--- BEGIN PROVIDED DATA ---
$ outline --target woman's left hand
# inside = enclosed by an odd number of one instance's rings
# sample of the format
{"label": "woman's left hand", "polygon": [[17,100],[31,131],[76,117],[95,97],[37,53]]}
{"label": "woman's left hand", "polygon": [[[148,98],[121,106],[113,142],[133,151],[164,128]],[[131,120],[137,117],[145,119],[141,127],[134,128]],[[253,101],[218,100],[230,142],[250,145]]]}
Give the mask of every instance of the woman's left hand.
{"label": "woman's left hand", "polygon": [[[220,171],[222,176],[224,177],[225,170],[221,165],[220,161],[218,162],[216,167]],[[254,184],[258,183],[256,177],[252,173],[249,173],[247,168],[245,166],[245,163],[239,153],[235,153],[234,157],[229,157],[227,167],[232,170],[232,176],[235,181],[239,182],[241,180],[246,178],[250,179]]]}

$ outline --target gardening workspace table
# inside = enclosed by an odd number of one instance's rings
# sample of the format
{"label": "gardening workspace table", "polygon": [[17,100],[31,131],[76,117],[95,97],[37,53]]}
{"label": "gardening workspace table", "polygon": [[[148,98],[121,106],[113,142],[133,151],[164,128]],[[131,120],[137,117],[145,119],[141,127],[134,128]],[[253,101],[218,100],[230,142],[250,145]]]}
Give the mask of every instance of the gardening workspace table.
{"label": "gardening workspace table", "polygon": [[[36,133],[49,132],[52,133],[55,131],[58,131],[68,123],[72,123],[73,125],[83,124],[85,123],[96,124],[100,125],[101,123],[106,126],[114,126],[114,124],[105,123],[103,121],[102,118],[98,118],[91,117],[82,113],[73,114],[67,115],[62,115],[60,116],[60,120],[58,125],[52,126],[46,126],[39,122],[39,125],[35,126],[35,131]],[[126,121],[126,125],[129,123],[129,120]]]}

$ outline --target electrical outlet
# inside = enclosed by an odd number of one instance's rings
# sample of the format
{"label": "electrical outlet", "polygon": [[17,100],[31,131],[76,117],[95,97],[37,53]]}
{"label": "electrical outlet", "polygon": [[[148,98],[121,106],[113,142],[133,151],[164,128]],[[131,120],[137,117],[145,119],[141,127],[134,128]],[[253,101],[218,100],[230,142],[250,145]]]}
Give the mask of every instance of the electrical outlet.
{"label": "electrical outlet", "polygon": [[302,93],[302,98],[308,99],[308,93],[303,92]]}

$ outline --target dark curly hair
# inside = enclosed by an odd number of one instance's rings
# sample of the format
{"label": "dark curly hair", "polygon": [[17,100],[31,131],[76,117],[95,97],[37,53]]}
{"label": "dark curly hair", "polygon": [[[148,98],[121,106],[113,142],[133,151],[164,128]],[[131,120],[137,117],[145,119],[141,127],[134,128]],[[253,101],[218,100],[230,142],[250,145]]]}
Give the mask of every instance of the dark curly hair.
--- END PROVIDED DATA ---
§ **AIM**: Reproduce every row above line for line, with no changes.

§ **WRITTEN SOLUTION**:
$ outline --target woman's left hand
# inside = enclosed by an odd number of one instance's rings
# sample of the format
{"label": "woman's left hand", "polygon": [[17,100],[31,131],[76,117],[95,97],[37,53]]}
{"label": "woman's left hand", "polygon": [[[148,98],[121,106],[113,142],[133,151],[164,128]],[[131,120],[137,117],[145,119],[141,127],[134,128]],[[253,101],[218,100],[230,142],[250,145]]]}
Give the mask of every instance of the woman's left hand.
{"label": "woman's left hand", "polygon": [[[220,171],[222,176],[224,177],[225,170],[221,165],[220,161],[218,162],[216,167]],[[254,184],[258,183],[256,177],[252,173],[249,173],[247,168],[245,166],[245,163],[239,153],[235,153],[234,157],[229,157],[227,167],[232,170],[232,176],[235,181],[239,182],[241,180],[246,178],[250,179]]]}

$ outline --target gardening workspace table
# inside = enclosed by an odd number of one instance's rings
# sample of the format
{"label": "gardening workspace table", "polygon": [[17,100],[31,131],[76,117],[95,97],[37,53]]}
{"label": "gardening workspace table", "polygon": [[[148,98],[121,106],[113,142],[133,151],[164,128]],[[131,120],[137,117],[145,119],[141,127],[134,128]],[[253,101],[218,100],[230,142],[250,145]]]}
Give the mask of every instance of the gardening workspace table.
{"label": "gardening workspace table", "polygon": [[[36,133],[49,132],[52,133],[55,131],[58,131],[68,123],[72,123],[73,125],[83,124],[85,123],[96,124],[100,125],[101,123],[106,126],[114,126],[114,124],[105,123],[103,121],[102,118],[98,118],[91,117],[82,113],[73,114],[67,115],[62,115],[60,116],[60,120],[58,125],[52,126],[46,126],[39,122],[39,125],[35,126],[35,131]],[[126,121],[126,125],[129,123],[129,120]]]}

$ outline --target electrical outlet
# inside = enclosed by an odd number of one instance's rings
# sample of the format
{"label": "electrical outlet", "polygon": [[17,100],[31,131],[76,117],[95,97],[37,53]]}
{"label": "electrical outlet", "polygon": [[[148,98],[121,106],[113,142],[133,151],[164,128]],[[131,120],[137,117],[145,119],[141,127],[134,128]],[[253,101],[218,100],[230,142],[250,145]]]}
Give the mask of every instance of the electrical outlet.
{"label": "electrical outlet", "polygon": [[302,93],[302,98],[308,99],[308,93],[303,92]]}

$ outline --target dark curly hair
# inside = enclosed by an odd number of one instance's rings
# sample of the format
{"label": "dark curly hair", "polygon": [[17,100],[31,131],[76,117],[95,97],[37,53]]}
{"label": "dark curly hair", "polygon": [[[148,98],[121,106],[113,142],[133,151],[164,128]],[[131,120],[137,117],[145,119],[141,127],[134,128]],[[253,101],[218,100],[230,142],[250,145]]]}
Give the mask of every instance of the dark curly hair.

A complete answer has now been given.